Use the entries below and reproduce exactly the lines from the one containing "Query: white stone on mud" down to the one containing "One marker per instance, like [546,20].", both of them included.

LISTED RECORDS:
-- Opening Marker --
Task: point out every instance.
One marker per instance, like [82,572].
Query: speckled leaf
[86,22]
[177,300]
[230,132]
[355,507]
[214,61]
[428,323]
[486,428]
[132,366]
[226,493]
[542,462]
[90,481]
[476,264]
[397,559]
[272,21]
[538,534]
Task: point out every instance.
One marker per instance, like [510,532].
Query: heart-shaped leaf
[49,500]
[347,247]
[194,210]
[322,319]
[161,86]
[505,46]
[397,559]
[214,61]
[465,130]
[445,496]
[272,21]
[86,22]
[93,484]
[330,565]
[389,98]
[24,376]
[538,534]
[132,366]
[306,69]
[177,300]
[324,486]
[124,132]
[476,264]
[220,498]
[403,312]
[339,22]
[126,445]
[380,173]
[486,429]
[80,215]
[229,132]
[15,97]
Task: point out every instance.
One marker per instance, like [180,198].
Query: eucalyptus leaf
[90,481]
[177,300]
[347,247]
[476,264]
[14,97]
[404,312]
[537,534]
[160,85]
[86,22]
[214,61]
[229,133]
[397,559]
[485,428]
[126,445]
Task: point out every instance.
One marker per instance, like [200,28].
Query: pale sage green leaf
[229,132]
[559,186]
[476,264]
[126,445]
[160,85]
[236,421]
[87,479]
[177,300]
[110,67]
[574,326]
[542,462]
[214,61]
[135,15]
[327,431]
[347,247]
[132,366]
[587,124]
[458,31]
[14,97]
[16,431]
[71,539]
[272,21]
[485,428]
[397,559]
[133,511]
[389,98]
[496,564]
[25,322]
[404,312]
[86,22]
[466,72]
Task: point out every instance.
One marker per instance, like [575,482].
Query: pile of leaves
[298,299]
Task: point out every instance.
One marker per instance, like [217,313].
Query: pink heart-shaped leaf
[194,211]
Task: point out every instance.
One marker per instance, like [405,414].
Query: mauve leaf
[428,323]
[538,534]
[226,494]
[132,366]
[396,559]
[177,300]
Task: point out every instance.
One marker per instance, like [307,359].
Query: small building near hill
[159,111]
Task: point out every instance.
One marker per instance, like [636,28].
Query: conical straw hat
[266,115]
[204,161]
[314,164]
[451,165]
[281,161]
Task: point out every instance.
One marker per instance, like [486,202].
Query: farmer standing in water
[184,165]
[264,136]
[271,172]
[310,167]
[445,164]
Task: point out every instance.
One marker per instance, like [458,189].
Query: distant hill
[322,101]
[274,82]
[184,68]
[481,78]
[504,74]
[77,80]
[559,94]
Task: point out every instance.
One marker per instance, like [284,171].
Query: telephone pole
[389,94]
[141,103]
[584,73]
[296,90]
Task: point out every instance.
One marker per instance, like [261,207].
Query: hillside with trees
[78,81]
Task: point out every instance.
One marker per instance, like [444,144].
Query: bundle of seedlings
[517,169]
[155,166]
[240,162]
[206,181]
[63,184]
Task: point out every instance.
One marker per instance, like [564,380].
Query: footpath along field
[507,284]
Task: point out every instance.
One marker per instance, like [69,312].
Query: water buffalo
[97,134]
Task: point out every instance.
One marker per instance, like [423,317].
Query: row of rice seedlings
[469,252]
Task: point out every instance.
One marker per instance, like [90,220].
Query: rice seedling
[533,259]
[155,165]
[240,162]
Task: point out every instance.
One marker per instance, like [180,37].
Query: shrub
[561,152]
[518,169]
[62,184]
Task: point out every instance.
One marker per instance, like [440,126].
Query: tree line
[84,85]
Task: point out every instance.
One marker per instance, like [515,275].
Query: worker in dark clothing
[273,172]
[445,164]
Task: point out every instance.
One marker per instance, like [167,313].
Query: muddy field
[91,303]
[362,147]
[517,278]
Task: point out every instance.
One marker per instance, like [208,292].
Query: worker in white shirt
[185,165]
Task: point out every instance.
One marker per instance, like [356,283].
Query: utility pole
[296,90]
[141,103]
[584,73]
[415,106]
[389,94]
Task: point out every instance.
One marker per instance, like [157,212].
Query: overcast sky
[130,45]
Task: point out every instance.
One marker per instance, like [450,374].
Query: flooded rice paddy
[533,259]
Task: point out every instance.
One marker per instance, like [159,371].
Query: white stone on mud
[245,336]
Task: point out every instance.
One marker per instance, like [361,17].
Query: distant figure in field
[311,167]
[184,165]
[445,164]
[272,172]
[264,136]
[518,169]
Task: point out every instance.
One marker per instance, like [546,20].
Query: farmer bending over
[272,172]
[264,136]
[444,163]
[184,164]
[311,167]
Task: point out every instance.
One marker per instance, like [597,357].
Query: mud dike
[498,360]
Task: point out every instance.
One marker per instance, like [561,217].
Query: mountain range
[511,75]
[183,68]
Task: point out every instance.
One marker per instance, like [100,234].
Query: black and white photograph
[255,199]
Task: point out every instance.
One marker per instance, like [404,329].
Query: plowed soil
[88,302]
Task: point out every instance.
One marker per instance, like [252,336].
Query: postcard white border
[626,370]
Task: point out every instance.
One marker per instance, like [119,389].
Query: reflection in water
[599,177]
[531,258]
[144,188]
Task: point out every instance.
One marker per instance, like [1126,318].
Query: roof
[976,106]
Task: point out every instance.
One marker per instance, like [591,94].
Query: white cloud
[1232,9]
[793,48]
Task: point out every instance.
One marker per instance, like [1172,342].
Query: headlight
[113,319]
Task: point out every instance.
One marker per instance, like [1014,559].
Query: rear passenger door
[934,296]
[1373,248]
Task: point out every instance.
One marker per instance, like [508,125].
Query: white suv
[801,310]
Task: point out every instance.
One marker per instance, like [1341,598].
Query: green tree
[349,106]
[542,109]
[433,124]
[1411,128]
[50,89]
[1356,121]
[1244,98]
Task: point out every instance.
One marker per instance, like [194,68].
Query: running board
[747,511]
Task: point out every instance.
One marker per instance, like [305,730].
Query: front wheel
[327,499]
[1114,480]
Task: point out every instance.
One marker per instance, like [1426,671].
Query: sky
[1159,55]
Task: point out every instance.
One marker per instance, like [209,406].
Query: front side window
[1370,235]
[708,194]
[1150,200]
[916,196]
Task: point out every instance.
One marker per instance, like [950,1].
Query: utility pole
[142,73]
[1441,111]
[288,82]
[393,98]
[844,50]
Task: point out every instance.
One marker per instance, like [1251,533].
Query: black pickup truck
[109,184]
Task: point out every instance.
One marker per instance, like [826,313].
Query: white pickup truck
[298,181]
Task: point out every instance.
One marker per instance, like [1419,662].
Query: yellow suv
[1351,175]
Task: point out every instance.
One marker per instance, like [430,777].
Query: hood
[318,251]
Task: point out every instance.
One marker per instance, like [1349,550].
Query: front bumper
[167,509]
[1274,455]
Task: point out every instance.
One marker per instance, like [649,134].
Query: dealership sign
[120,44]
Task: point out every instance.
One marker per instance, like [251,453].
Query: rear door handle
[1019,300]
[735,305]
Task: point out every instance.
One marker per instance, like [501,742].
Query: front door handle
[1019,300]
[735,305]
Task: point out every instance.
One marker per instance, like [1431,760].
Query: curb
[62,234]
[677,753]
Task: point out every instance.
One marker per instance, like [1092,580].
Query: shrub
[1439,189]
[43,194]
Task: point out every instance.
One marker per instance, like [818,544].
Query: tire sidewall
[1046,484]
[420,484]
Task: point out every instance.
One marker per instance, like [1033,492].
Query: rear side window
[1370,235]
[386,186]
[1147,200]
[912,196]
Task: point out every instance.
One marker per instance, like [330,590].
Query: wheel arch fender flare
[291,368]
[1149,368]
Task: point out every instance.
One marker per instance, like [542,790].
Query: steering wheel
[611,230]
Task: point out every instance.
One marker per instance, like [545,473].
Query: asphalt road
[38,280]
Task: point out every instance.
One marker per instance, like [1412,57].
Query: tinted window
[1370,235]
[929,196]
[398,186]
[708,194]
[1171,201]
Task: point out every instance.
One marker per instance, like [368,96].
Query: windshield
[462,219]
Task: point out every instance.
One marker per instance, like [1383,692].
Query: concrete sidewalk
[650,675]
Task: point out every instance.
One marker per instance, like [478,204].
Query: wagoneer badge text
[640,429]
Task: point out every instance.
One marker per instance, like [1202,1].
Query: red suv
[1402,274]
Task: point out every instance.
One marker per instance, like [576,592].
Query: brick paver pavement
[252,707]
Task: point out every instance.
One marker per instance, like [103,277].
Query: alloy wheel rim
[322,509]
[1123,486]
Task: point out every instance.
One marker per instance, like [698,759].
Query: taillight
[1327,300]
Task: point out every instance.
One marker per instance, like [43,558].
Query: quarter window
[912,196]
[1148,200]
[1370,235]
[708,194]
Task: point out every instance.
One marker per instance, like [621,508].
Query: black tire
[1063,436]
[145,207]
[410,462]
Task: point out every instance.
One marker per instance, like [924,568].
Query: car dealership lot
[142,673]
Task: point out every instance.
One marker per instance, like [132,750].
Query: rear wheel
-- Closing Marker --
WRITTEN ANSWER:
Query: white stone on mud
[245,336]
Task: point out every instance.
One marker per instance, like [361,17].
Query: distant figure in field
[311,167]
[184,165]
[445,164]
[272,172]
[264,136]
[518,169]
Task: point out every instance.
One marker per instance, like [546,20].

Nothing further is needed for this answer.